_Sección del documento_.
○ ○ ○

POR JULIO CESAR GARCIA ESPINAL
En este tránsito donde confluyen generaciones del siglo XX y del XXI, no debería sorprendernos la dificultad para entendernos. Pero lo cierto es que nos sorprende, nos ocupa y nos preocupa.
El filósofo Byung-Chul Han sostiene que vivimos en la “sociedad de la transparencia”, donde lo subjetivo y lo emocional pesan más que lo racional y lo fáctico. Y, en efecto, hoy parece tener más valor la percepción individual que la comprobación científica. Para quienes hemos cruzado la barrera de los cincuenta, resulta desconcertante que la afirmación “soy como me percibo” se imponga sobre lo que la ciencia determina.
El problema no es menor: sustituir la objetividad por la autopercepción erosiona los cimientos mismos del debate público. Aplaudir lo “políticamente correcto” y relegar lo auténticamente correcto colisiona con décadas de formación basada en lógica, evidencia y razonamiento crítico.

○ ○ ○

_Extractos de filas_.

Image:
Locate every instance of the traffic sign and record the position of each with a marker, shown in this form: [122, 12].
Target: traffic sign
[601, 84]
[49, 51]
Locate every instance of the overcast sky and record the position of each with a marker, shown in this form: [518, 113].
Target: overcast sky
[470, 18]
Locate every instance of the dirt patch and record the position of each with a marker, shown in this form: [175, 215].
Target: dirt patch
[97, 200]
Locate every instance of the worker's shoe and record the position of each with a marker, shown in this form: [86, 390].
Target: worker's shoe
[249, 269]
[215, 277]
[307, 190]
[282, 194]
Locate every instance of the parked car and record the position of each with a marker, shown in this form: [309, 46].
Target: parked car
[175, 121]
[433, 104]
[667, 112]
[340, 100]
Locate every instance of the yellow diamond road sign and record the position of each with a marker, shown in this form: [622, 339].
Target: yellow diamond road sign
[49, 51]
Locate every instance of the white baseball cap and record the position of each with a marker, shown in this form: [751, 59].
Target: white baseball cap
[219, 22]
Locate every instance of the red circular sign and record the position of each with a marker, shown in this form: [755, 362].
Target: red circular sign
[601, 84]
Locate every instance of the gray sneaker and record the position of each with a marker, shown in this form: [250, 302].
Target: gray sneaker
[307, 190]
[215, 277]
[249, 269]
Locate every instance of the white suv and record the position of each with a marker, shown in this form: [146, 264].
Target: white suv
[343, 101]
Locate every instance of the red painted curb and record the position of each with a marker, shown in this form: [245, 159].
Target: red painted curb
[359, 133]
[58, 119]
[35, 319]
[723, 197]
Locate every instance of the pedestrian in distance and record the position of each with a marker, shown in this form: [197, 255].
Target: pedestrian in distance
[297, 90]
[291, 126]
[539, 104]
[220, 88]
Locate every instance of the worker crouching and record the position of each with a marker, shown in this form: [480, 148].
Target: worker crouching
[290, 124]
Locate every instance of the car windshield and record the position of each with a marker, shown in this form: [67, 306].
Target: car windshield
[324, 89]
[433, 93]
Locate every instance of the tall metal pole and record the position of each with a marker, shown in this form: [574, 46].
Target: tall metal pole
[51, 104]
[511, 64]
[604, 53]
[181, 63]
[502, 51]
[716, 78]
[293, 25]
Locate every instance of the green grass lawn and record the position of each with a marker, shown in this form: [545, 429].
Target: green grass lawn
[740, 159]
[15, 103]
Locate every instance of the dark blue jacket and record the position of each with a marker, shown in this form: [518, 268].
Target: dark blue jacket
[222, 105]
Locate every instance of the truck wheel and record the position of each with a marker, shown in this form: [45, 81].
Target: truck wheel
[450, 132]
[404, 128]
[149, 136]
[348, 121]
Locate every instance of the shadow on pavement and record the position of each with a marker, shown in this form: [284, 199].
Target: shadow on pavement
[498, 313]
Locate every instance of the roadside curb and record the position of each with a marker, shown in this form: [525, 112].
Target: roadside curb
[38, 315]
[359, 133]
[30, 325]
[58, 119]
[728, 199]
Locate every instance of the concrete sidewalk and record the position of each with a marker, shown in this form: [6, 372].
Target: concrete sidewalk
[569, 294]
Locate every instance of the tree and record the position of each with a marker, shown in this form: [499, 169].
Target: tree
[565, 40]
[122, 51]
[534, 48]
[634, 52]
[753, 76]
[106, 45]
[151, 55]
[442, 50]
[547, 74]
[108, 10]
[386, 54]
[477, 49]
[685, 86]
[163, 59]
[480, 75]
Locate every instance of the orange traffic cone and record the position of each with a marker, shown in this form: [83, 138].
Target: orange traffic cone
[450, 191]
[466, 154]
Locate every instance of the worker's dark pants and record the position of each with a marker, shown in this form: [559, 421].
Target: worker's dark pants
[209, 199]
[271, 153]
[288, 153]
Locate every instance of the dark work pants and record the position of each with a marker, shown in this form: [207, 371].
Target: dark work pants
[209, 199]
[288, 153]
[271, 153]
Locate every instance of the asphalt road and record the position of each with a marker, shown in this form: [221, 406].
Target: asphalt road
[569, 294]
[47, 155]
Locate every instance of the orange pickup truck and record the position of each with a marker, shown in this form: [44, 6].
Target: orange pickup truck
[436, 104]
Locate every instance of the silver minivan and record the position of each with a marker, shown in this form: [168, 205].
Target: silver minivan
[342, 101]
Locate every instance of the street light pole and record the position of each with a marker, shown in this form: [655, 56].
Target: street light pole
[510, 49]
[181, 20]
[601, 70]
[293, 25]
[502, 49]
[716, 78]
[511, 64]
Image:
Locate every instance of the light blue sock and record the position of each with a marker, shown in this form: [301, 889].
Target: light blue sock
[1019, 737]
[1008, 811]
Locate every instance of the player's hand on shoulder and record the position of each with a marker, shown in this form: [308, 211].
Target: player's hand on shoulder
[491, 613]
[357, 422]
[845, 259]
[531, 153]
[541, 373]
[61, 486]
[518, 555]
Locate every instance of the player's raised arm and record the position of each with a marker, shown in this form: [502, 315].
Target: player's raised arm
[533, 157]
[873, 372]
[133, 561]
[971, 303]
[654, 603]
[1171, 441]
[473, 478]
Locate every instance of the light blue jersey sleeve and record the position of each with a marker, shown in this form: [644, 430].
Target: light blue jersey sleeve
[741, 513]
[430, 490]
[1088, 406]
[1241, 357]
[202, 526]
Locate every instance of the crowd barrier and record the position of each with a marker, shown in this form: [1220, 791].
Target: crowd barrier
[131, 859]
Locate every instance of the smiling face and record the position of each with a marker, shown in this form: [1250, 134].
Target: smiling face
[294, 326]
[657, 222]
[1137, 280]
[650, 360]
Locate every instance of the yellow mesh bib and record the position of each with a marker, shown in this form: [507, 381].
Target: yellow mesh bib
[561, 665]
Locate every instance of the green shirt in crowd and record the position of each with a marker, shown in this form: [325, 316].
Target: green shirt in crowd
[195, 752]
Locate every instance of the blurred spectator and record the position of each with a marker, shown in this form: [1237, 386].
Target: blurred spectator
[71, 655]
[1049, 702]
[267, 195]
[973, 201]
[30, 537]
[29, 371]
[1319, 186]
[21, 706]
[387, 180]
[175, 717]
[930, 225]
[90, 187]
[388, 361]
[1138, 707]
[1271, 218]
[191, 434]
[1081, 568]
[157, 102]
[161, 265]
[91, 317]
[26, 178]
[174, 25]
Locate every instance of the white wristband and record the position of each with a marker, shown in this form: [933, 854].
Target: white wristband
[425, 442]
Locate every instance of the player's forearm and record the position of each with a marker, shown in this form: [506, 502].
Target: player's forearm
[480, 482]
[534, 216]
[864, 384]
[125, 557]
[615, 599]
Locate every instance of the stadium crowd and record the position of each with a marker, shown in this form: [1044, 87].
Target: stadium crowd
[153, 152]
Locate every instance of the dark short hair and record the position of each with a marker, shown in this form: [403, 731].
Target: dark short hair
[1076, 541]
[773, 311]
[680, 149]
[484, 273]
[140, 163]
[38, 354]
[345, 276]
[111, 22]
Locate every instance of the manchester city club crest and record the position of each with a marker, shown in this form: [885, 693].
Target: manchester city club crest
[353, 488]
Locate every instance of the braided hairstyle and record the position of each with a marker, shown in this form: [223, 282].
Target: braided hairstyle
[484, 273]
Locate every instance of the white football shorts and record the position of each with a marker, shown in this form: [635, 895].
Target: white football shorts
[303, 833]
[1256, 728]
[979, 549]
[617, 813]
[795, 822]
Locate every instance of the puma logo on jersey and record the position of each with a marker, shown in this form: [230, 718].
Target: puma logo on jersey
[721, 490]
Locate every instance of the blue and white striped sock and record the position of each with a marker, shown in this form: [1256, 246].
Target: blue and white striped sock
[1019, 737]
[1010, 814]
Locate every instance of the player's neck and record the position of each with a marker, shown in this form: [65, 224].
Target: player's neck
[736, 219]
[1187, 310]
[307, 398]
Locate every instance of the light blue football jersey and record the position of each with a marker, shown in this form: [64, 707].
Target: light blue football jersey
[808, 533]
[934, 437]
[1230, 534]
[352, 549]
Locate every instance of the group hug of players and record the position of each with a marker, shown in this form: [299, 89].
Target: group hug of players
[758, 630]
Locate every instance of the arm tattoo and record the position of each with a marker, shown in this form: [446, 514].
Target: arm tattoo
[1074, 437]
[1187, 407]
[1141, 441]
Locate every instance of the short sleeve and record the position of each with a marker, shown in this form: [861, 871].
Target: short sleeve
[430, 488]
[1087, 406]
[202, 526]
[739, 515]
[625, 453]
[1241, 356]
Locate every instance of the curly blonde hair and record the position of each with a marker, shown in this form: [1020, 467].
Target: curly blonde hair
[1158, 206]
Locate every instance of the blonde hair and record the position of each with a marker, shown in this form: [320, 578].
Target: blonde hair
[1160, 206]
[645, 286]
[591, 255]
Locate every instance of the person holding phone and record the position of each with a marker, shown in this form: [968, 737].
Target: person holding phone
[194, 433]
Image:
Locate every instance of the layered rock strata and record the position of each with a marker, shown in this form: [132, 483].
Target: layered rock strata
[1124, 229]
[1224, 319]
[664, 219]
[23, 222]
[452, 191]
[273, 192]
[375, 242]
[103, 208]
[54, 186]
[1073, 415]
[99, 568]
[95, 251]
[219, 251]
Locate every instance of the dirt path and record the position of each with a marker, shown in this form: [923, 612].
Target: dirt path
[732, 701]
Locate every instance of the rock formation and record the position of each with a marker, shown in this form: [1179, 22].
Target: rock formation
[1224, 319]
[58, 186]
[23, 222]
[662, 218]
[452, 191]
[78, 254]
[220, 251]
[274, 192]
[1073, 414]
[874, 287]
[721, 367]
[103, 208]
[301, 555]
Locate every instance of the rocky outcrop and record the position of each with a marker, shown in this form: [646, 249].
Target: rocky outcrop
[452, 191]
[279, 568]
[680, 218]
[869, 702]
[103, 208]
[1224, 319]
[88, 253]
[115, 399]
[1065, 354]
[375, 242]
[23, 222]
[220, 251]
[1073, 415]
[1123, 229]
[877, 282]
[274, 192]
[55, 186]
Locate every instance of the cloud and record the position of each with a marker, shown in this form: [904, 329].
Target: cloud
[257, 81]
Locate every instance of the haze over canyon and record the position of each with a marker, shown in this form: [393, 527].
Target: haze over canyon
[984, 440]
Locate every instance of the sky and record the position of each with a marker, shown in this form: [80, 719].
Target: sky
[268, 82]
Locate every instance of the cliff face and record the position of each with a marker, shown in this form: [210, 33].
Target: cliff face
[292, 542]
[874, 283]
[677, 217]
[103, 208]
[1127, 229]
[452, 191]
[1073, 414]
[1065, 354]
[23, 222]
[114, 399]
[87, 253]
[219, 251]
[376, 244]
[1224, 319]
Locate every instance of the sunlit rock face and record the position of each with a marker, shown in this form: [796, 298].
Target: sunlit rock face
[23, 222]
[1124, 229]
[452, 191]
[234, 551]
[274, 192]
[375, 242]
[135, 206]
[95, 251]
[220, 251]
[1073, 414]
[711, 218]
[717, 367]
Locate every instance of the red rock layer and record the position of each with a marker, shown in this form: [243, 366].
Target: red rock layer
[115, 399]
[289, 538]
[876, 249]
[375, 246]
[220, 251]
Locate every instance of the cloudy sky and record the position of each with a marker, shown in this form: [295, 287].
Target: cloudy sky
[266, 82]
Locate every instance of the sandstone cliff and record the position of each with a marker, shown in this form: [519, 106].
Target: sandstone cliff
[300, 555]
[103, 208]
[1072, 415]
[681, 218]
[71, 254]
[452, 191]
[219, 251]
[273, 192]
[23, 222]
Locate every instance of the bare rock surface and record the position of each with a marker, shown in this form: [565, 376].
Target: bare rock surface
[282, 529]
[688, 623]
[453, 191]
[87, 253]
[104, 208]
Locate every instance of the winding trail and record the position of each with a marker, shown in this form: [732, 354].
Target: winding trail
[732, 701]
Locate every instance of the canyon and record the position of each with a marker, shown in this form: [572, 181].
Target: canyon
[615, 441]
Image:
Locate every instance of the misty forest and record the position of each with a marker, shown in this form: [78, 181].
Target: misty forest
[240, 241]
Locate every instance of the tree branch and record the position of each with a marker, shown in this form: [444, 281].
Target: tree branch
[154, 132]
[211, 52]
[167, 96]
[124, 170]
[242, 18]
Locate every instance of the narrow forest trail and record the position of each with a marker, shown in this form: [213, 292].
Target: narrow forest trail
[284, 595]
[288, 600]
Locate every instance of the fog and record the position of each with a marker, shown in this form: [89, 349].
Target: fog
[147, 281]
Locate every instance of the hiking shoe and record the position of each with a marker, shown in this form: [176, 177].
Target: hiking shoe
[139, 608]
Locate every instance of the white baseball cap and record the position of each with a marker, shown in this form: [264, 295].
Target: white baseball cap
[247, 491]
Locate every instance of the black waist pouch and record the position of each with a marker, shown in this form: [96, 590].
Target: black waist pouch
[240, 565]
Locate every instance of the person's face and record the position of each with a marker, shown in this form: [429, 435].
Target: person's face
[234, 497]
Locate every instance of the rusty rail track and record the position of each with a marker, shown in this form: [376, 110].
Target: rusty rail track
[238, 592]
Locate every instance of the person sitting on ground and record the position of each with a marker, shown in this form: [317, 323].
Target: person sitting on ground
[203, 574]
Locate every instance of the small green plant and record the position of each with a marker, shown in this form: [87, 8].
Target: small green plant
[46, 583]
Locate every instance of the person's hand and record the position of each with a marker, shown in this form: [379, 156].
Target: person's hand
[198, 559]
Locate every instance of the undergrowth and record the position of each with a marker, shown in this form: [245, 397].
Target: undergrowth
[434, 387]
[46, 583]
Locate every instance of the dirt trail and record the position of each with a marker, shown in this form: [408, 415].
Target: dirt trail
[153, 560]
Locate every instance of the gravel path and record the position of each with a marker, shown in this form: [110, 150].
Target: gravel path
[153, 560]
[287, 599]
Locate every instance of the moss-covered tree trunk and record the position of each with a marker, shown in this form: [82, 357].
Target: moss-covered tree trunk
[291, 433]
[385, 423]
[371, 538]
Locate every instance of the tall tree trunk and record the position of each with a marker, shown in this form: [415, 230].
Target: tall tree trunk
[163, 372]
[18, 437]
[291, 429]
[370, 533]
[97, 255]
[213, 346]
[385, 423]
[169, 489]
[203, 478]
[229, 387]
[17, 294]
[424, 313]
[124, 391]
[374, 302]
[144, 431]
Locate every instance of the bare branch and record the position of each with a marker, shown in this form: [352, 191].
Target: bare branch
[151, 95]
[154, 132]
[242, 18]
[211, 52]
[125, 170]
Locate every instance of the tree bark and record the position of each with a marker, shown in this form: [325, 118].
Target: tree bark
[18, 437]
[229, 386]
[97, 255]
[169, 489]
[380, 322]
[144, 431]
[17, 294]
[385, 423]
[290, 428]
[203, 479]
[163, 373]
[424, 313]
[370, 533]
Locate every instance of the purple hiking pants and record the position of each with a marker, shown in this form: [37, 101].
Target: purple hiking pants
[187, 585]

○ ○ ○

_Requisitos de la tarea_.
• A. Duplica de la columna sobre la sociedad de la transparencia todo lo que va desde “POR JULIO CESAR” hasta “la ciencia determina.”.
• B. Escribe la parte siguiente de la columna sobre la sociedad de la transparencia, a partir de su última oración.

_Respuestas por punto_.
• A.
POR JULIO CESAR GARCIA ESPINAL
En este tránsito donde confluyen generaciones del siglo XX y del XXI, no debería sorprendernos la dificultad para entendernos. Pero lo cierto es que nos sorprende, nos ocupa y nos preocupa.
El filósofo Byung-Chul Han sostiene que vivimos en la “sociedad de la transparencia”, donde lo subjetivo y lo emocional pesan más que lo racional y lo fáctico. Y, en efecto, hoy parece tener más valor la percepción individual que la comprobación científica. Para quienes hemos cruzado la barrera de los cincuenta, resulta desconcertante que la afirmación “soy como me percibo” se imponga sobre lo que la ciencia determina.

• B.
Hoy, afirmar que una mujer no necesita la coletilla “trans” porque lo es desde el nacimiento biológico resulta ofensivo para ciertos colectivos progresistas. Pero es la propia biología, no la ideología, la que define el sexo: lo recordaba Richard Dawkins, biólogo evolucionista, cuando advertía que negar la diferencia entre macho y hembra es tan irracional como negar la existencia de la gravedad.
Si se plantea la necesidad de un control migratorio más estricto —no por xenofobia, sino por orden institucional y justicia distributiva— la respuesta inmediata es la descalificación. Y, sin embargo, los propios estados de bienestar europeos han demostrado que un sistema de acceso a servicios públicos sin registros confiables se vuelve insostenible. No es ideología: es aritmética fiscal.
Cuando se defiende la seguridad jurídica para el empresario y el emprendedor, se suele tachar de explotación lo que en realidad constituye la condición indispensable para el desarrollo. La evidencia empírica es clara: los países con mayores índices de inversión suelen coincidir con aquellos que garantizan reglas claras y protección de derechos de propiedad.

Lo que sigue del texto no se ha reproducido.